▶ **DOCUMENT TEXT**:
◆ ◆ ◆
Don't forget to watch in the highest quality your device can handle.
The sun played havoc with my cameras but hopefully you will still enjoy the footage.
For most of its 400-year life, the castle was the key to controlling the Scottish Middle March. Known as ‘the strength of Liddesdale’, Hermitage was fought over time and again. Even the building of the castle in the 13th century brought Scotland and England to the brink of war.
English lord Sir Hugh de Dacre began the present castle around 1360. It was transformed beyond recognition by his successor, William, 1st Earl of Douglas, one of Scotland’s most powerful noblemen.
Hermitage was adapted in the 1500s to respond to the threat posed by gunpowder artillery. Gun holes were punched in its thick walls and a massive gun defence was built outside to protect the castle’s western approach.
Hermitage Castle was also the scene of a dramatic episode in the life of Mary Queen of Scots. In October 1566, her trusted noble James Hepburn, 4th Earl of Bothwell, was wounded in a skirmish with reivers (cattle thieves).
On hearing the news, Mary rode out from Jedburgh, a 25-mile journey across difficult terrain.
It has been suggested that her two-hour visit was a secret lovers’ tryst with the man who later became her third husband.
This was almost certainly malicious gossip. Their hasty courtship probably didn’t begin until the following year.
On the gruelling journey back to Jedburgh, Mary’s horse stumbled, throwing her into a bog, (the location near Windy Edge is now called Queen's Mire) from which she contracted a fever.
She was confined to bed in Jedburgh for a week, and it was said she was fortunate to recover from her ordeal.
You can visit the property that Mary stayed at in Jedburgh, I filmed this a few years ago.
Hermitage lost its strategic importance in 1603, when Mary’s son James VI of Scotland also became James I of England.
Abandoned by its noble owners, the castle was left to decay. In the 1800s, however, new owner the Duke of Buccleuch and Queensberry was inspired to preserve the haunting ruin for posterity.
This curiously named fortress is named for a hermit, a holy man, who "dwelt by Liddel Water", in the wild and remote hills of Liddesdale between Scotland and England.
These border lands were a constant scene of violent raid and counter-raid throughout the medieval period.
Just a note..... the metal staircase which is blocked off is apparently now too steep for health and safety regulations lol so until they come up with an alternative the rooms at the top are out of bounds even though people have used them for many years.
◆ ◆ ◆
▶ **AVAILABLE DATA**:
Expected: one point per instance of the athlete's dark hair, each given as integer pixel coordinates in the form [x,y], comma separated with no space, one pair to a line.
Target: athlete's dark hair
◆ ◆ ◆
▶ **WHAT YOU SHOULD DO**:
Answer these from the Hermitage Castle text:
(a) Who began the present castle, and around what year?
(b) In what month and year was the Earl of Bothwell wounded in a skirmish with reivers?
(c) In what year did Hermitage lose its strategic importance?
Use only the Hermitage Castle text as your source.

▶ **ANSWER TO THIS EXERCISE**:
(a) Sir Hugh de Dacre, around 1360.
(b) October 1566.
(c) 1603.